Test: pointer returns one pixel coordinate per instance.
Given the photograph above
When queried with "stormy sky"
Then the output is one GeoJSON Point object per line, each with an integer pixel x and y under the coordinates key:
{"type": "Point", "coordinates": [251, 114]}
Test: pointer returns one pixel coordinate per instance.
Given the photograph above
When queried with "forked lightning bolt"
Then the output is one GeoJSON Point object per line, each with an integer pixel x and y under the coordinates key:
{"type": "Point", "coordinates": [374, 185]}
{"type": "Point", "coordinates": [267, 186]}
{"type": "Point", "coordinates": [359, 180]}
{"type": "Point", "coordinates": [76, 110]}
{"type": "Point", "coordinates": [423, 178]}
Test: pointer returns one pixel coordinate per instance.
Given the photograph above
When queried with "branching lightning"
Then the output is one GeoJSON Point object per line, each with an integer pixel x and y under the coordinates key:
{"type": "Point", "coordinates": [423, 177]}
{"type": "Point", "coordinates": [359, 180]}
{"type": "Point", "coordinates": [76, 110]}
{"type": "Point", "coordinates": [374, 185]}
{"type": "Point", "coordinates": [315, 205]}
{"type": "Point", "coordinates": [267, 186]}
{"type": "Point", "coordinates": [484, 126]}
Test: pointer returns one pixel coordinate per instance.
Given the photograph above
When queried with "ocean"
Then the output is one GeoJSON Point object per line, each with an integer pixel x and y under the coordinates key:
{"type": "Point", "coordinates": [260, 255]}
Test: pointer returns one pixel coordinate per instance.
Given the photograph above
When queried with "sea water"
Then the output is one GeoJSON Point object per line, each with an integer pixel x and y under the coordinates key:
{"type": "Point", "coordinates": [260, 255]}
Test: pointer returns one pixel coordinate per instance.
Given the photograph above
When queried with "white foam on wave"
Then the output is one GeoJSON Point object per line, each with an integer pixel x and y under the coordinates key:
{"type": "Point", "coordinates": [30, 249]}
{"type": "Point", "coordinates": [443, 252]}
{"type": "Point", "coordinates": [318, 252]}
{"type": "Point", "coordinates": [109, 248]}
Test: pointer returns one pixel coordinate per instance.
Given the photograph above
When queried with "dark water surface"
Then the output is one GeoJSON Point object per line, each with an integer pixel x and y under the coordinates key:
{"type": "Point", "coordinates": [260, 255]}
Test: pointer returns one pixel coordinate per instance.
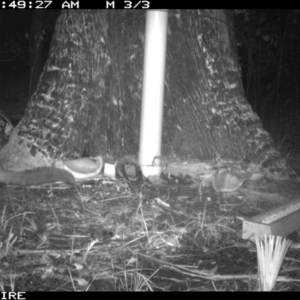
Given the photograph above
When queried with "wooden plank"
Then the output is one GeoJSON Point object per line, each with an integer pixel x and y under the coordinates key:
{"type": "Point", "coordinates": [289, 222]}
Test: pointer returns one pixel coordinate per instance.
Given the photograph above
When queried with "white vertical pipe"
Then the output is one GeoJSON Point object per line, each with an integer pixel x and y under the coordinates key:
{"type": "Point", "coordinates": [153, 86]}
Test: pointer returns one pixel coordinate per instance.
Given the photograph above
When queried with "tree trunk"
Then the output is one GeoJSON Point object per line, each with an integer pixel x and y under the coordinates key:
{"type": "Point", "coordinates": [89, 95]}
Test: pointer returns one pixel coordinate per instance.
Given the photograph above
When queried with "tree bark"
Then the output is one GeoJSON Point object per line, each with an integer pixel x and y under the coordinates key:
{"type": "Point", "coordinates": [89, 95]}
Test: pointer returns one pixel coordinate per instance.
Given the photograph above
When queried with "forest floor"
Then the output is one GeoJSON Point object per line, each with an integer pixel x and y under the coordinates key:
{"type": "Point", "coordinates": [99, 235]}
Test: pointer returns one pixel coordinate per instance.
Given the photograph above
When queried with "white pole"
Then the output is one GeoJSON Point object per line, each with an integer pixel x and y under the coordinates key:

━━━

**Exercise**
Reproduce the full listing above verbatim, with no pictures included.

**Answer for the task**
Test: pointer returns one pixel coordinate per instance.
Given the photograph above
When queried with "stormy sky"
Then the output is one GeoJSON Point object per line, each with an integer pixel x and y under the coordinates key:
{"type": "Point", "coordinates": [251, 114]}
Test: pointer returns one pixel coordinate per instance.
Given the photograph above
When queried with "forked lightning bolt"
Then the output is one GeoJSON Point object per line, each with an integer pixel x and y under the coordinates key:
{"type": "Point", "coordinates": [374, 185]}
{"type": "Point", "coordinates": [267, 186]}
{"type": "Point", "coordinates": [359, 180]}
{"type": "Point", "coordinates": [76, 110]}
{"type": "Point", "coordinates": [423, 178]}
Test: pointer returns one pixel coordinate per instance.
Given the photograph above
When queried with "branching lightning"
Then the output is one GeoJSON Point object per line, each with an integer pixel x and y under the coordinates key:
{"type": "Point", "coordinates": [423, 177]}
{"type": "Point", "coordinates": [359, 180]}
{"type": "Point", "coordinates": [76, 110]}
{"type": "Point", "coordinates": [374, 185]}
{"type": "Point", "coordinates": [315, 205]}
{"type": "Point", "coordinates": [267, 186]}
{"type": "Point", "coordinates": [484, 126]}
Test: pointer returns one pixel coordinate per instance.
Given the photograph above
When queried with "ocean"
Then the output is one GeoJSON Point object per line, each with an integer pixel x and y under the coordinates key:
{"type": "Point", "coordinates": [260, 255]}
Test: pointer returns one pixel coordinate per instance.
Given the photograph above
When queried with "sea water"
Then the output is one GeoJSON Point object per line, each with an integer pixel x and y under the coordinates key:
{"type": "Point", "coordinates": [260, 255]}
Test: pointer returns one pixel coordinate per instance.
Given the photograph above
When queried with "white foam on wave"
Then the output is one GeoJSON Point object per line, each with an integer pixel x and y under the coordinates key:
{"type": "Point", "coordinates": [30, 249]}
{"type": "Point", "coordinates": [443, 252]}
{"type": "Point", "coordinates": [318, 252]}
{"type": "Point", "coordinates": [109, 248]}
Test: pointer returns one pixel coordinate per instance.
Given the photograph above
When queried with "dark water surface"
Then the output is one GeoJSON Point object per line, each with an integer pixel x and y under the coordinates key:
{"type": "Point", "coordinates": [260, 255]}
Test: pointer returns one pixel coordinate per instance.
Given the photograph above
When queried with "wooden plank"
Then the output is one GeoJSON Point object per line, each with an integer pixel x and y under the coordinates key:
{"type": "Point", "coordinates": [289, 222]}
Test: pointer returns one pixel coordinate per instance.
Given the photograph above
When queried with "white vertical pipe"
Then the output is one GeoJSON Point object per line, each with an integer pixel x and y under the coordinates key:
{"type": "Point", "coordinates": [153, 86]}
Test: pointer returns one pixel coordinate per instance.
Given the photograph above
When queried with "tree trunk"
Then the output is one GeoJSON Point object per line, each with an integer pixel x and y under the coordinates key:
{"type": "Point", "coordinates": [89, 95]}
Test: pointer returns one pixel coordinate per instance.
Given the photograph above
When queried with "tree bark"
Then the output is one GeoJSON Point object per line, each with an integer pixel x and y under the coordinates key:
{"type": "Point", "coordinates": [89, 95]}
Test: pointer returns one pixel coordinate per instance.
Given the photograph above
When queried with "forest floor"
Then the output is one GeoJSON Point object per line, each with an integer pixel x and y under the coordinates key:
{"type": "Point", "coordinates": [99, 235]}
Test: pointer returns one pixel coordinate per instance.
Given the photograph above
When queried with "white pole"
Then the output is one GeoJSON Point object per line, each with an integer pixel x and y under the coordinates key:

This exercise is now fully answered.